Indeed, one of the leaders, Rear Admiral Ndubuisi Kanu (rtd), said the incoming administrations of President Goodluck Jonathan and governors might not deliver the desired dividends of democracy without restructuring of the polity into true federalism, which he contended could only be done through the SNC.

NADECO said: 'There are inundating calls by a multitude of ethnic, cultural and other Nigerian organisations that NADECO should re-enact its anointing by pointing the way forward to the polity. It is our duty, therefore, to draw the attention of the authorities and the world at large to the seething discontent with the present structure of Nigeria as imposed by the 1999 Constitution and to also caution upon the consequences of continuously ignoring such discontent, especially in the light of the goings-on in North Africa and the Middle East.'

'We also insist that it is essential to quickly infuse some order into what otherwise appears like the road to 'Kigali' so as to avoid the reality and imminence of irreversible self-redemption/self-determination actions by the ethnic nationalities. In the circumstances, there is an immediate need to deliberate upon the relevant question: 'which way Nigeria; Abuja, Aburi or Araba?''

'By that, what we contemplate is to keep Nigeria's seriously haemorrhaged heart still beating whilst the owners of the land at a sovereign national conference constitute afresh, atruly federal country that can win the hearts of its citizenry, restore a sense of belonging and thus restore patriotism to the country.'

Leaders, who spoke yesterday at the presentation of the group's comeback 14-paragraph statement titled: 'Convocation of Sovereign National Conference before irreversible self-determination actions,'  include Rear Admiral Ndubuisi Kanu (rtd), Chief Fred Agbeyebge, Mr. Alfred Ilenre, Mr. Tony Nnadi and Comrade Linus Okoroji.

They said the non-disposition of President Goodluck Jonathan to holding the confab, increasing deterioration of state of affairs in the country and a series of subsisting litigation against the 1999 Constitution, indicated that the country was sitting a keg of gun powder and the US prediction that Nigeria would be failed state in 2015 might come to pass.

According to them, the post-presidential election violence that claimed lives and properties in northern parts of the country had shown that Nigeria required more than free and fair elections to move forward.

Recalling that NADECO was established in May 1994, to mobilise Nigerians for de-annulment of the June 12, 1993 election, won late Chief MKO Abiola, who had affirmed his commitment to convening the SNC, they said history had come full circle.

- [Recorded data]:
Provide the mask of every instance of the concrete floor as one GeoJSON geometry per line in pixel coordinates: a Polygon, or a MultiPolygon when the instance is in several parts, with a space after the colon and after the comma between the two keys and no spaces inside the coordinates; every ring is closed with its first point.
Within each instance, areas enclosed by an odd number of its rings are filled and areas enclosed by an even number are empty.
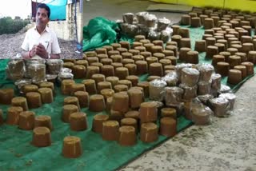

- [Required task]: Rewrite the NADECO passage starting with "Recalling that NADECO" and going on through "come full circle.", swapping "de-annulment" for "reversal of the annulment".

- [Final result]:
Recalling that NADECO was established in May 1994, to mobilise Nigerians for reversal of the annulment of the June 12, 1993 election, won late Chief MKO Abiola, who had affirmed his commitment to convening the SNC, they said history had come full circle.